> [PARTS OF THE EXERCISE]
(1) In the text on mirroring Debian, which host does the debmirror command pull from?
(2) Extend the text on mirroring Debian past its final sentence with a further passage.

TEXT FOR ANALYSIS Block Start

Debian, in addition to being an all-around good system, seems to be a good option for such mirroring as well. The mirroring itself is done rather easily:

sudo apt install debmirror debian-keyring
gpg --no-default-keyring --keyring trustedkeys.gpg --import /usr/share/keyrings/debian-archive-keyring.gpg
gpg --list-keys --keyring trustedkeys.gpg
debmirror -v -d trixie -a amd64 --source -h mirror.mephi.ru --method=rsync /mnt/backup/debian/mirror/

An up-to-date live Debian CD/USB image is useful to store along with it, and perhaps a Debian wiki dump. As well as necessary additional firmware for one's hardware, and possibly firmware for devices other than regular computers, such as OpenWRT images for routers, GrapheneOS or LineageOS images for phones and tablets (along with individual program distributions, APKs; some software I use is listed in the note on mobile computing), KOReader for e-readers. Consider F-Droid mirroring and OpenWRT source code saving, or backups of individual packages.

TEXT FOR ANALYSIS Block End
GIVEN INFORMATION Block Start

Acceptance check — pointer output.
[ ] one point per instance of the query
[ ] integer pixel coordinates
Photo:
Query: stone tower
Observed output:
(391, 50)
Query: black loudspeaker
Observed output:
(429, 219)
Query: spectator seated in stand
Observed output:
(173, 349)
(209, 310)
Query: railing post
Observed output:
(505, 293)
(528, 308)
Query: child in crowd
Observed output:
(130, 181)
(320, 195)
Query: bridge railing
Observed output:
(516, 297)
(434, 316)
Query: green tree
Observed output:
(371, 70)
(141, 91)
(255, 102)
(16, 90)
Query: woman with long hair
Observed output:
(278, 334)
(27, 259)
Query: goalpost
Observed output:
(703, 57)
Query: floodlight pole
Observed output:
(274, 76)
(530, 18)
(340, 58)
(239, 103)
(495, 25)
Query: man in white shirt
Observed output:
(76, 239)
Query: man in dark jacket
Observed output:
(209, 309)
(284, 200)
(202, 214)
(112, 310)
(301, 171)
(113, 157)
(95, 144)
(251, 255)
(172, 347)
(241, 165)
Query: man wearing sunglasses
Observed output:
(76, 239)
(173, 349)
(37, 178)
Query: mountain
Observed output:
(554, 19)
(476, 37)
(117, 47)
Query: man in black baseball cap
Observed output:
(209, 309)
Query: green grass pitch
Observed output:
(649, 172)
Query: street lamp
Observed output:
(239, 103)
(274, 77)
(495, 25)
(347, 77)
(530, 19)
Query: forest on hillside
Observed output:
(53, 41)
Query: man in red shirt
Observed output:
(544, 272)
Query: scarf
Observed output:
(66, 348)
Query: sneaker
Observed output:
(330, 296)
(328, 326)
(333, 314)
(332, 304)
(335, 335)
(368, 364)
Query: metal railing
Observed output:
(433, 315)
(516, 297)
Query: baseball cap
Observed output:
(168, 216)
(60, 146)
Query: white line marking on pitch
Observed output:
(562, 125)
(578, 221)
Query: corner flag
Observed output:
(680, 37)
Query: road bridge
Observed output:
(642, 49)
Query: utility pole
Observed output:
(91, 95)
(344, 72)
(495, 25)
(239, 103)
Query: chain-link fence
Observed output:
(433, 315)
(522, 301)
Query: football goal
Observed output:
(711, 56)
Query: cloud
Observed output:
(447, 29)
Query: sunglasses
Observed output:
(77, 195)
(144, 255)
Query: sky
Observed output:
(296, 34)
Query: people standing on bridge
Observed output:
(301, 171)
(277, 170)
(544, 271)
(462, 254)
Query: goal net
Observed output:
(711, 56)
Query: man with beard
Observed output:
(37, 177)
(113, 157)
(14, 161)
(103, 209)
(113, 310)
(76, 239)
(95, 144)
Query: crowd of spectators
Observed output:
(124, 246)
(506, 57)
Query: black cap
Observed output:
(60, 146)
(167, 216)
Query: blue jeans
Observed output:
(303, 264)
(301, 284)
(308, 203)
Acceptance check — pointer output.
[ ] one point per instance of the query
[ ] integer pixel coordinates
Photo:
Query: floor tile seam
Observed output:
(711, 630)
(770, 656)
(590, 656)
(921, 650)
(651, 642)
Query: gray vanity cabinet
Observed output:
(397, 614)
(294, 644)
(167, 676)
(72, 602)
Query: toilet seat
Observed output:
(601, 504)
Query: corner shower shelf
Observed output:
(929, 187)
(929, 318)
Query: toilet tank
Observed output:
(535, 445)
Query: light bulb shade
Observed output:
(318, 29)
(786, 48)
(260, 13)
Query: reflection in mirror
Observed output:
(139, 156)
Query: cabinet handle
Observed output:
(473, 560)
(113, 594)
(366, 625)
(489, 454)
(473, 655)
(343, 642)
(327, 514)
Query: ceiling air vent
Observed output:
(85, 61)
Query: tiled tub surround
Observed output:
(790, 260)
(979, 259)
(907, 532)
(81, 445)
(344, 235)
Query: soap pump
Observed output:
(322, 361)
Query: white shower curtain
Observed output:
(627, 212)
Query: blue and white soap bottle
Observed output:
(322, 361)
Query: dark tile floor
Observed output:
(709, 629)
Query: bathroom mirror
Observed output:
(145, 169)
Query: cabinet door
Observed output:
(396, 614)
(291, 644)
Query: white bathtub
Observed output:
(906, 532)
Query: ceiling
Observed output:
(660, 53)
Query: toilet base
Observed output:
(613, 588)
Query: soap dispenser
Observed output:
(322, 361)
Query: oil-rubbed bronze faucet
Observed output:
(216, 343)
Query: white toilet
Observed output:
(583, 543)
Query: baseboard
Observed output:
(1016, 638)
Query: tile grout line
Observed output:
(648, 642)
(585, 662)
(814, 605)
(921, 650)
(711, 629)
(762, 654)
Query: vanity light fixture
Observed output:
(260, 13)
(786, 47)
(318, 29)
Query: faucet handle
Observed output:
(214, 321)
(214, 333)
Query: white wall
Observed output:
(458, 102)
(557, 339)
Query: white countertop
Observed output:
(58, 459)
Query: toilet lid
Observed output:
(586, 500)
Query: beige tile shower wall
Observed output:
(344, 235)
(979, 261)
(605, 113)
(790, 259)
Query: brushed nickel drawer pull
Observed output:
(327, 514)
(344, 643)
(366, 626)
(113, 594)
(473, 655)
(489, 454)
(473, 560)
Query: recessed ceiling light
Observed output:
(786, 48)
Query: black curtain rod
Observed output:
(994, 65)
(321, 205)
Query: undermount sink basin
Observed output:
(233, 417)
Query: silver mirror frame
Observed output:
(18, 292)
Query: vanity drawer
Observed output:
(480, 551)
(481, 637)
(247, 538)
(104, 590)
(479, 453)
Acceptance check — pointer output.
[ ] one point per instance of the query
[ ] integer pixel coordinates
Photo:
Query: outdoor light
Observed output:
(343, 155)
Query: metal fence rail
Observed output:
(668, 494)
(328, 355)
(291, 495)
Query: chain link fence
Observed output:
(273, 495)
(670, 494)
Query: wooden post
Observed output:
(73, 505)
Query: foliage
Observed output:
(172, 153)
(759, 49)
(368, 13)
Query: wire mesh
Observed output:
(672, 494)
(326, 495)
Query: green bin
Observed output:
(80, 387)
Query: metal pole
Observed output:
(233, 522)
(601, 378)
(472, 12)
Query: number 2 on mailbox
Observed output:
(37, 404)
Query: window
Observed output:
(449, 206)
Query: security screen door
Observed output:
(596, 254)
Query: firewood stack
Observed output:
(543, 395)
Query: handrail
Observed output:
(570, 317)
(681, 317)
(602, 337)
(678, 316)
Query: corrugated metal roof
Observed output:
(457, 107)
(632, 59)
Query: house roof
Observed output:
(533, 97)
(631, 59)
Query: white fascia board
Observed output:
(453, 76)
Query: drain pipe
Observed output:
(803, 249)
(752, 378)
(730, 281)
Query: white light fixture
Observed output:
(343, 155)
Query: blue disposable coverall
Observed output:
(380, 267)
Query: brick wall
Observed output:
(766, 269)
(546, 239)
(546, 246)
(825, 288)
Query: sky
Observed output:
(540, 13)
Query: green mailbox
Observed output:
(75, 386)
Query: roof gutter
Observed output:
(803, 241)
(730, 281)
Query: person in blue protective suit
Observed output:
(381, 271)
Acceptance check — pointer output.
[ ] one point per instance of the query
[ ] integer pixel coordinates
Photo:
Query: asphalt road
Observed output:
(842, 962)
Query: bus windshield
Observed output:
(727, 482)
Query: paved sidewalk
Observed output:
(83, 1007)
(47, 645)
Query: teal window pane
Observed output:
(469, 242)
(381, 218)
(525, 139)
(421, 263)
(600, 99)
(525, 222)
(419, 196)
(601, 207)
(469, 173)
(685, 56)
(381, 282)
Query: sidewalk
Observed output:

GIVEN INFORMATION Block End

> [TASK-BY-TASK ANSWERS]
(1) mirror.mephi.ru

(2)
Audio

As mentioned in the introduction, I always kept a music collection, and probably this is quite common. While musical records may seem less important than books and other written works, they still have a cultural value, provide entertainment. My music discovery note seems relevant here.

Audibooks (including BBC radio collections) may also be useful to collect, even if one does not listen to those normally.

Video

Also for cultural and entertainment purposes, there are movies, and particularly long TV series may be suitable for hoarding; out of nice sci-fi ones, there are Doctor Who, Star Trek, Red Dwarf, Farscape, Lexx, Firefly, Defiance, Battlestar Galactica, Babylon 5, The X-Files, First Wave; plenty more can be found in Wikipedia; for humorous ones, see Black Books, The IT Crowd, Taskmaster, plenty of sitcoms.

Music videos are nice to have around, for the same reasons.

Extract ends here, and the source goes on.